• _The request_
Number every line of the records below, from the very first one down to the line that contains "[[112, 237], [58, 237]]", skipping any blank lines.

#### Information supplied ####

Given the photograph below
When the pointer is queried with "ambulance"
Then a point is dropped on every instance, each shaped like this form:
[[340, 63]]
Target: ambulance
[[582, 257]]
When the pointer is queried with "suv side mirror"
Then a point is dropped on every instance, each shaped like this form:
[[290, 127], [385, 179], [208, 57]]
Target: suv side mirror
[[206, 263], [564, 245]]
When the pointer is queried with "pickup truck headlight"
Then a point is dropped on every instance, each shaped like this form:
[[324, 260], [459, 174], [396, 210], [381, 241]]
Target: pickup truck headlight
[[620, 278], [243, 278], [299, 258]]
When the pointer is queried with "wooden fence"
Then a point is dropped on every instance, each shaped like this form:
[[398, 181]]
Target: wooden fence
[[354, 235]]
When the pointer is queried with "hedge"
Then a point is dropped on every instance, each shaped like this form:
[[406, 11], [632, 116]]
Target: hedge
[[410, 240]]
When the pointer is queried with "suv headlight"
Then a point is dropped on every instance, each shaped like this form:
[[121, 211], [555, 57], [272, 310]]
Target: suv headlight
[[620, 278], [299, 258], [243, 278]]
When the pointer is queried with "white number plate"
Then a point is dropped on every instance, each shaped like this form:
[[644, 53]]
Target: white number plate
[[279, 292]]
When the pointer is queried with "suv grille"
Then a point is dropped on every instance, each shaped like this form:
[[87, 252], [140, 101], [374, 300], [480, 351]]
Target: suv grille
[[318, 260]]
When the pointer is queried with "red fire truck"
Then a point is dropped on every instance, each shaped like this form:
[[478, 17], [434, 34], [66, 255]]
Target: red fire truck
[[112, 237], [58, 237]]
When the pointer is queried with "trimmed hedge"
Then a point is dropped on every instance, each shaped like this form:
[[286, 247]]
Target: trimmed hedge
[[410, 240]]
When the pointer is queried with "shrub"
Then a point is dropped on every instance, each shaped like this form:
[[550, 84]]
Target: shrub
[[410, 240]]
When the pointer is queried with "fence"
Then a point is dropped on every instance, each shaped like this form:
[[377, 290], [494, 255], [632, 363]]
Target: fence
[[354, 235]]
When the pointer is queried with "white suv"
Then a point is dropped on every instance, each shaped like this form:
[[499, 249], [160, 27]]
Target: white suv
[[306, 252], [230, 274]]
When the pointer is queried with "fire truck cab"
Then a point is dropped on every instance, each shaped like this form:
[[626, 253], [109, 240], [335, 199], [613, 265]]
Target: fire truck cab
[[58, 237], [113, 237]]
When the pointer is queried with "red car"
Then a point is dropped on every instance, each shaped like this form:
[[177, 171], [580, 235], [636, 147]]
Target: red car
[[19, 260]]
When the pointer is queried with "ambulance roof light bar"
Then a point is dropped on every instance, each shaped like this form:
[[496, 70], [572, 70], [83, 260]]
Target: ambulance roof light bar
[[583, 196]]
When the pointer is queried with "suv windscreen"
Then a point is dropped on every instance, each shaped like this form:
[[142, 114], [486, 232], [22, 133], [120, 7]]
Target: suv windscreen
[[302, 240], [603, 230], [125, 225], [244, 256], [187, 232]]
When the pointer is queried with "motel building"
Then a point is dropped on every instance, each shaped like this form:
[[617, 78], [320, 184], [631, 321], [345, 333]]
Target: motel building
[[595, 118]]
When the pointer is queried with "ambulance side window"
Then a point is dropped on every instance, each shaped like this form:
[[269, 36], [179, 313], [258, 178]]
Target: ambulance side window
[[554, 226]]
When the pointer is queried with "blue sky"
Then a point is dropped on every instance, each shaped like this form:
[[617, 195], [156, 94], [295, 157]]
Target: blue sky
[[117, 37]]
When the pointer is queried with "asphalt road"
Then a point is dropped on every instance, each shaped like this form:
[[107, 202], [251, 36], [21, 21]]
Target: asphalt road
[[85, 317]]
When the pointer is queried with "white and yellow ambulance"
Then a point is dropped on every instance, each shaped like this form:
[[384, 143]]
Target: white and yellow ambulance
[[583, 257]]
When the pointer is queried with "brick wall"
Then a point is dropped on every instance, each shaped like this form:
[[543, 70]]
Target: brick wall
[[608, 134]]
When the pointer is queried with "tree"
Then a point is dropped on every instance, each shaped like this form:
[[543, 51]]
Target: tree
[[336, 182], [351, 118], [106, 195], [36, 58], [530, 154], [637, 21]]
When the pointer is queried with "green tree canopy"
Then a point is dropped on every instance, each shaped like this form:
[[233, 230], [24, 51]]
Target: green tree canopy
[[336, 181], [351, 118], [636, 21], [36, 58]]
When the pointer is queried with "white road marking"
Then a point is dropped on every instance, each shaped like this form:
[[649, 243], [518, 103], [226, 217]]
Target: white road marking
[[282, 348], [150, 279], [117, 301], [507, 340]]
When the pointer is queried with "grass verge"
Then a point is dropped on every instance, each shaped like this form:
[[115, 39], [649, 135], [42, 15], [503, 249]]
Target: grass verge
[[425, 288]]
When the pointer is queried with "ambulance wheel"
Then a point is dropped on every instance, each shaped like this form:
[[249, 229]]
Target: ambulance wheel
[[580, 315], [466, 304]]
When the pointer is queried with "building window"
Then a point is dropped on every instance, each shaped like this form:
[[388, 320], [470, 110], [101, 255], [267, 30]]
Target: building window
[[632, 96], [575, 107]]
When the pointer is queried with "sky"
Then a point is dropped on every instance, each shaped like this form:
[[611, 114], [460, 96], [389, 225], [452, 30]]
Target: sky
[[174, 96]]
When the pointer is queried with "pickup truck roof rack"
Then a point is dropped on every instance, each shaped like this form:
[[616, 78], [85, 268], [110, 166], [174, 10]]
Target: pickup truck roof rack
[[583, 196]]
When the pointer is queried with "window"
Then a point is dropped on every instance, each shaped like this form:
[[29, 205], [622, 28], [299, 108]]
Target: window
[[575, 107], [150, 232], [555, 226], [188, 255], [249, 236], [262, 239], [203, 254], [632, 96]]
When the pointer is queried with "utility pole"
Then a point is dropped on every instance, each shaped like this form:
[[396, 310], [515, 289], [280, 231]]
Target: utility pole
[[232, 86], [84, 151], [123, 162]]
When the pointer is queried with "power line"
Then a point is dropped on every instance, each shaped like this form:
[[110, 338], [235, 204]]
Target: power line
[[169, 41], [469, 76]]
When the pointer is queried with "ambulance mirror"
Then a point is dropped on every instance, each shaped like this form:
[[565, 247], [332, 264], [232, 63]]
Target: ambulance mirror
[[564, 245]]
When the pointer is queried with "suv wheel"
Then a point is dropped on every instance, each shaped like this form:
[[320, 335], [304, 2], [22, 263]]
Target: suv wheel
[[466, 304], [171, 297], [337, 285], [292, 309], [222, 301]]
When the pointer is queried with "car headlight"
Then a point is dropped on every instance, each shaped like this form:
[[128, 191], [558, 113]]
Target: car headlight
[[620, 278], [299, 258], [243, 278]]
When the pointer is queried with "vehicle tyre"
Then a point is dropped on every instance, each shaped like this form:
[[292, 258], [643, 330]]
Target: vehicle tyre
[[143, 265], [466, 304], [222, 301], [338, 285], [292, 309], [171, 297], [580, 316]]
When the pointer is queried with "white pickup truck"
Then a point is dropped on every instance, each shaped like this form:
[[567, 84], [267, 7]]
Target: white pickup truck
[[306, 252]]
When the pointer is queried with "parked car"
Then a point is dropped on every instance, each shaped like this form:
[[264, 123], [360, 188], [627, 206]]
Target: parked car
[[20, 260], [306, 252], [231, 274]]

####

• _Finished answer_
1. Given the photograph below
2. When the pointer is queried with "ambulance"
3. Then a point is dropped on every instance, each shaped like this form:
4. [[340, 63]]
5. Target: ambulance
6. [[582, 257]]
7. When the pointer is queried with "suv side mirror"
8. Then a point is dropped on every instance, each shaped like this form:
9. [[290, 127], [385, 179], [208, 57]]
10. Target: suv side mirror
11. [[206, 263], [564, 245]]
12. When the pointer is queried with "pickup truck headlight"
13. Then a point is dropped on every instance, each shaped like this form:
14. [[324, 260], [459, 174], [396, 210], [381, 241]]
15. Target: pickup truck headlight
16. [[620, 278], [243, 278], [299, 258]]
17. When the pointer is queried with "wooden fence"
18. Then a point is dropped on every instance, each shaped like this form:
19. [[398, 181]]
20. Target: wooden fence
21. [[354, 235]]
22. When the pointer is queried with "hedge"
23. Then a point is dropped on every instance, each shaped like this form:
24. [[406, 11], [632, 116]]
25. Target: hedge
26. [[410, 240]]
27. When the pointer is queried with "suv headlight"
28. Then a point is dropped on every instance, each shaped like this form:
29. [[121, 211], [555, 57], [272, 310]]
30. Target: suv headlight
31. [[620, 278], [299, 258], [243, 278]]
32. When the pointer is queried with "white number plate"
33. Then a point is dropped on every instance, each shaped like this form:
34. [[644, 53]]
35. Target: white number plate
36. [[279, 292]]
37. When the pointer is queried with "suv grille"
38. Then a point is dropped on every instance, each shaped like this form:
39. [[87, 252], [140, 101], [374, 300], [480, 351]]
40. Target: suv grille
41. [[318, 260]]
42. When the pointer is queried with "red fire truck"
43. Then a point is dropped on every instance, each shaped like this form:
44. [[478, 17], [434, 34], [66, 255]]
45. Target: red fire truck
46. [[112, 237], [58, 237]]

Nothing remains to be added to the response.